Please rewrite the part of the listing that starts with the line containing "Exercise. Point out the moss-covered" and runs through the line containing "(1002, 738)", changing "drop" to "place" and keeping everything else the same. Return only those lines.
:: RAW DATA ::
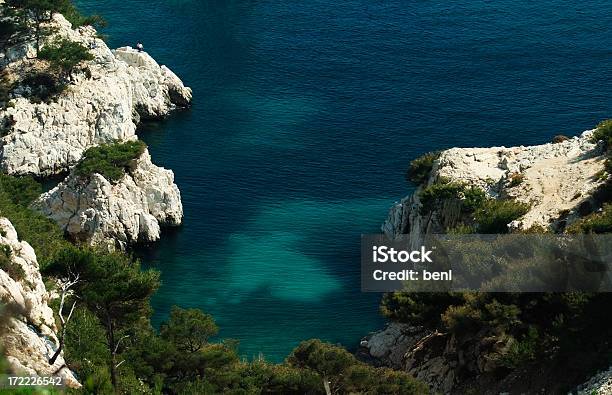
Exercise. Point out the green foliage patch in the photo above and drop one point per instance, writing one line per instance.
(420, 168)
(603, 132)
(600, 222)
(64, 55)
(16, 193)
(494, 215)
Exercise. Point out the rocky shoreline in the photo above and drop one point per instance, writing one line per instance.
(559, 182)
(103, 102)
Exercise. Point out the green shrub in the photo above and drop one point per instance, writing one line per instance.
(63, 55)
(7, 29)
(346, 375)
(16, 193)
(111, 161)
(471, 197)
(13, 269)
(420, 168)
(523, 351)
(74, 16)
(603, 132)
(495, 215)
(515, 179)
(438, 192)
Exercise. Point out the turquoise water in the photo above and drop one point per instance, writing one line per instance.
(306, 115)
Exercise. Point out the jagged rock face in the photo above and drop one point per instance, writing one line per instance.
(103, 103)
(557, 179)
(94, 210)
(29, 334)
(389, 346)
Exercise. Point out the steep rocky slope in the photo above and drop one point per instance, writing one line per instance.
(559, 181)
(104, 101)
(28, 335)
(556, 179)
(99, 212)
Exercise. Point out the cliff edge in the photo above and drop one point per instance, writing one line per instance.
(29, 333)
(103, 101)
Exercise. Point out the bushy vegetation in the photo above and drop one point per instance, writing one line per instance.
(559, 139)
(469, 197)
(110, 160)
(42, 233)
(515, 179)
(603, 132)
(64, 55)
(13, 269)
(420, 168)
(494, 215)
(599, 222)
(39, 12)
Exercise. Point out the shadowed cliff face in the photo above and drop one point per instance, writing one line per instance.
(28, 336)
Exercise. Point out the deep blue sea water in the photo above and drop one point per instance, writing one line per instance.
(306, 115)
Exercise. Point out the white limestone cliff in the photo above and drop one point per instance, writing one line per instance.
(94, 210)
(103, 102)
(28, 333)
(557, 180)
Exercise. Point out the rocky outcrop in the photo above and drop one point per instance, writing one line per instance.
(389, 346)
(103, 102)
(94, 210)
(557, 180)
(28, 332)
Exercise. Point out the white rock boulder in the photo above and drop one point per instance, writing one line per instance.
(28, 334)
(115, 215)
(555, 179)
(103, 103)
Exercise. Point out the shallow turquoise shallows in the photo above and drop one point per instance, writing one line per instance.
(306, 115)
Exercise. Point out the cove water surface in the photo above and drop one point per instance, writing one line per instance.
(306, 115)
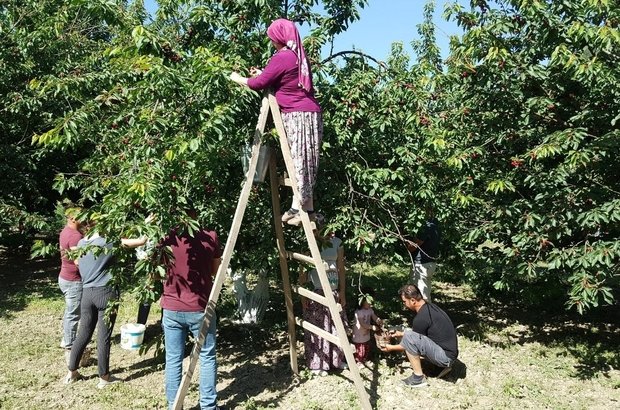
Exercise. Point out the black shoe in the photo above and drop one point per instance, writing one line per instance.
(414, 381)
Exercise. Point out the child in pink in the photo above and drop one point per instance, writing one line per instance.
(364, 317)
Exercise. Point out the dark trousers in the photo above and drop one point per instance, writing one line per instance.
(94, 303)
(143, 312)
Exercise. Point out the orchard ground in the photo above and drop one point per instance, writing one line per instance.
(511, 357)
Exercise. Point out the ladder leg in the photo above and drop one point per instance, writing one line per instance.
(288, 299)
(228, 250)
(318, 261)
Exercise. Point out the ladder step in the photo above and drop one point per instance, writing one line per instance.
(314, 296)
(300, 257)
(318, 331)
(285, 181)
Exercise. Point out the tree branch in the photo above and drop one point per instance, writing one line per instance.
(359, 53)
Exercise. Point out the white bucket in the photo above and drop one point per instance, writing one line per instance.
(132, 336)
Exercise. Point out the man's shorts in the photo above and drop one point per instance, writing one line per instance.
(420, 345)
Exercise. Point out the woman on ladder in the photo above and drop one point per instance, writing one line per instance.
(288, 73)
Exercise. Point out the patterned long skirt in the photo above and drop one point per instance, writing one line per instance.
(320, 353)
(304, 132)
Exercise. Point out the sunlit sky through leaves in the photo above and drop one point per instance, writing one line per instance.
(383, 22)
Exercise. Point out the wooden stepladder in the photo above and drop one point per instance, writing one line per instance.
(268, 105)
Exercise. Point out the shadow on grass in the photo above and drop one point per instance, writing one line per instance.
(23, 280)
(592, 338)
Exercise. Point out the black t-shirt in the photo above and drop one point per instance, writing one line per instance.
(433, 322)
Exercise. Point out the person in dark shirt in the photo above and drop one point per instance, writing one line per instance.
(188, 283)
(432, 335)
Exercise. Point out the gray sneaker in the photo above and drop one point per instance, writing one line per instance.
(414, 381)
(104, 383)
(444, 372)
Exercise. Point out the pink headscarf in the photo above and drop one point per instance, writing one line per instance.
(284, 32)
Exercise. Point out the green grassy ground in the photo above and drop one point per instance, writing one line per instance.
(512, 358)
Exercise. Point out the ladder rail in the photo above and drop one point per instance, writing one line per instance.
(316, 256)
(282, 254)
(269, 104)
(226, 256)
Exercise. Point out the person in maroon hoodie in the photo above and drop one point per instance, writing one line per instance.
(69, 279)
(288, 73)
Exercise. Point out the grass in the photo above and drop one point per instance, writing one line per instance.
(512, 358)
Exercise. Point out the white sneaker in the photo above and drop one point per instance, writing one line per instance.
(111, 380)
(70, 378)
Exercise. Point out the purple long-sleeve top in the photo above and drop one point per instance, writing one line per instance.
(281, 75)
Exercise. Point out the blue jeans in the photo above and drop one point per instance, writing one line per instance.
(72, 291)
(176, 326)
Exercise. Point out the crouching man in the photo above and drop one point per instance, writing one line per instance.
(432, 335)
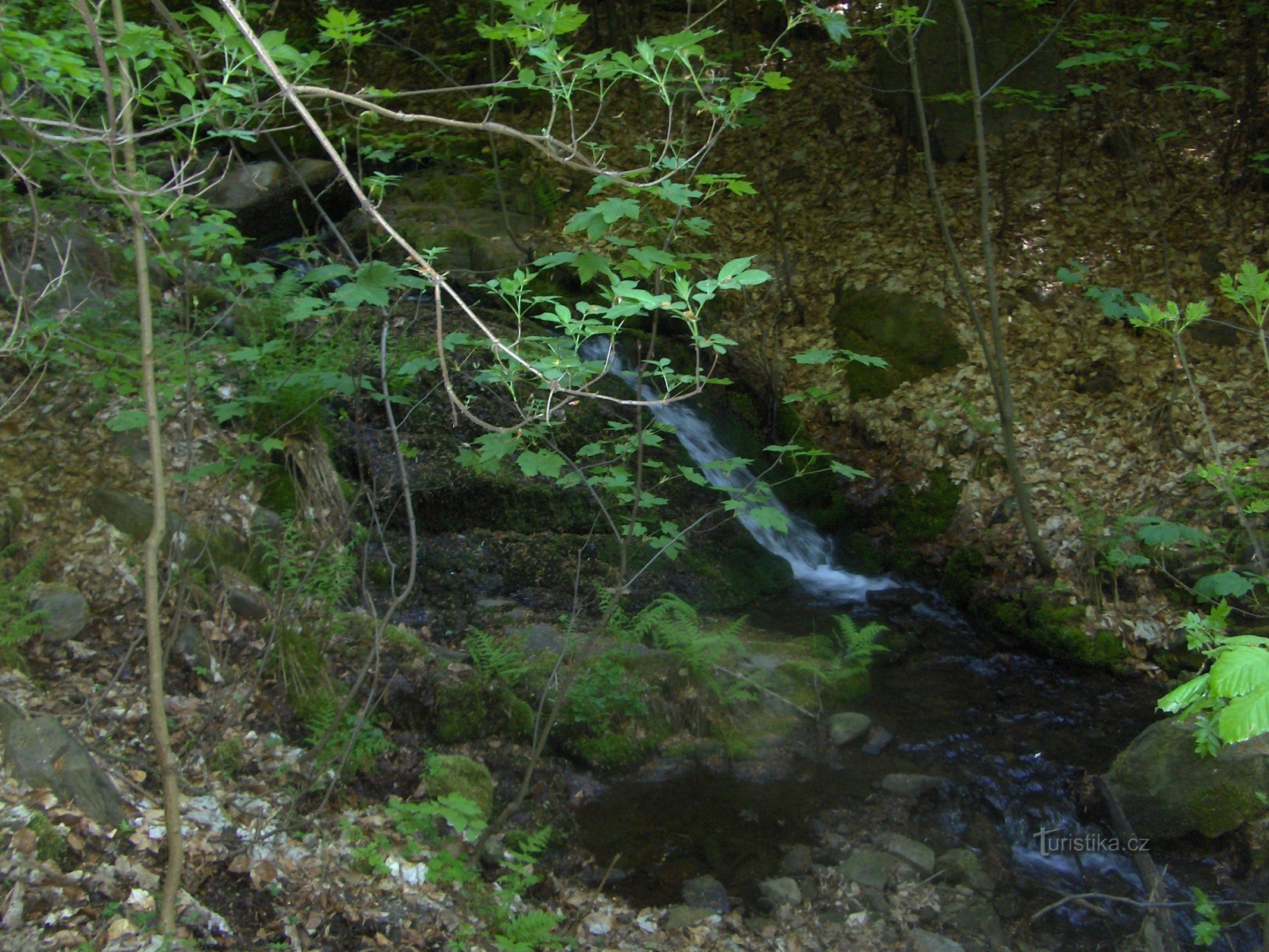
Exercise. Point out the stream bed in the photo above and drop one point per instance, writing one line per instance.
(1012, 735)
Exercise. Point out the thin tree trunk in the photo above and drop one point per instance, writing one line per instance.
(159, 528)
(993, 349)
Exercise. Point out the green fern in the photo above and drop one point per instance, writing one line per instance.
(672, 625)
(18, 622)
(503, 659)
(529, 932)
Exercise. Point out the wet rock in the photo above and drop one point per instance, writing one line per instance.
(456, 211)
(847, 726)
(42, 753)
(907, 848)
(706, 892)
(683, 917)
(895, 598)
(965, 866)
(192, 649)
(879, 739)
(453, 774)
(244, 600)
(1168, 790)
(914, 336)
(125, 512)
(870, 868)
(976, 918)
(797, 861)
(261, 195)
(909, 785)
(65, 612)
(1008, 40)
(598, 923)
(923, 941)
(873, 900)
(782, 891)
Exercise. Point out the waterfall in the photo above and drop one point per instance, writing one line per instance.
(807, 551)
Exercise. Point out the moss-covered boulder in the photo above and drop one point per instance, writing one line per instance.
(459, 212)
(1169, 791)
(451, 774)
(913, 336)
(476, 707)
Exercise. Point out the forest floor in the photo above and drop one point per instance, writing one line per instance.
(1105, 425)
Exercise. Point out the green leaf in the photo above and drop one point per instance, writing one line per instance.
(1223, 584)
(1186, 695)
(1240, 671)
(1245, 718)
(540, 464)
(815, 357)
(129, 421)
(851, 472)
(1155, 531)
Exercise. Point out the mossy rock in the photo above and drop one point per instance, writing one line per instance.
(478, 707)
(962, 573)
(615, 753)
(452, 774)
(1169, 791)
(913, 336)
(50, 844)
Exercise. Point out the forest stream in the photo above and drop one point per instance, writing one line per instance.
(1002, 738)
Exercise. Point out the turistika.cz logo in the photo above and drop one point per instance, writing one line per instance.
(1060, 841)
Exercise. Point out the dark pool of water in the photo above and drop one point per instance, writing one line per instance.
(1014, 733)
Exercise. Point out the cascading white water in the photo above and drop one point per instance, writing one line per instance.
(807, 551)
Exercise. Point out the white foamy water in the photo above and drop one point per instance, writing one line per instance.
(807, 551)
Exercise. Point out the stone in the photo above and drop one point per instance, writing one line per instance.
(879, 739)
(706, 892)
(979, 918)
(456, 211)
(192, 649)
(895, 598)
(848, 726)
(909, 785)
(797, 861)
(1005, 37)
(923, 941)
(1169, 791)
(914, 337)
(870, 868)
(782, 891)
(42, 753)
(965, 866)
(453, 774)
(244, 600)
(125, 512)
(683, 917)
(65, 612)
(261, 196)
(598, 923)
(909, 850)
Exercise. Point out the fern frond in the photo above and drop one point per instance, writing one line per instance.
(504, 659)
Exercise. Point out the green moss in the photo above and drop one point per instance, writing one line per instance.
(50, 844)
(1223, 806)
(615, 753)
(461, 712)
(476, 707)
(913, 336)
(1046, 621)
(451, 774)
(281, 493)
(962, 573)
(226, 758)
(923, 516)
:::
**RESPONSE FOR THIS EXERCISE**:
Exercise. Point out the moss-covered boulder in the photo above and place one point per instance, writing one line per instance.
(459, 212)
(1169, 791)
(451, 774)
(913, 336)
(476, 707)
Exercise. Point out the forest floor in the photo above and place one point per instance, writing one line per instance.
(1105, 425)
Exercise. Point out the green leaf in the photo above and place one point per instance, writing one line per instance.
(1223, 584)
(1186, 695)
(1240, 671)
(1245, 718)
(540, 464)
(815, 357)
(129, 421)
(851, 472)
(1155, 531)
Exercise. Point out the mossy rock in the photo above and place one point per instance, writing one line per instance.
(478, 707)
(962, 573)
(615, 753)
(452, 774)
(1169, 791)
(913, 336)
(50, 844)
Exercise. Point out the forest stream in the photo above and place one point per instance, writing one line per instance.
(1002, 738)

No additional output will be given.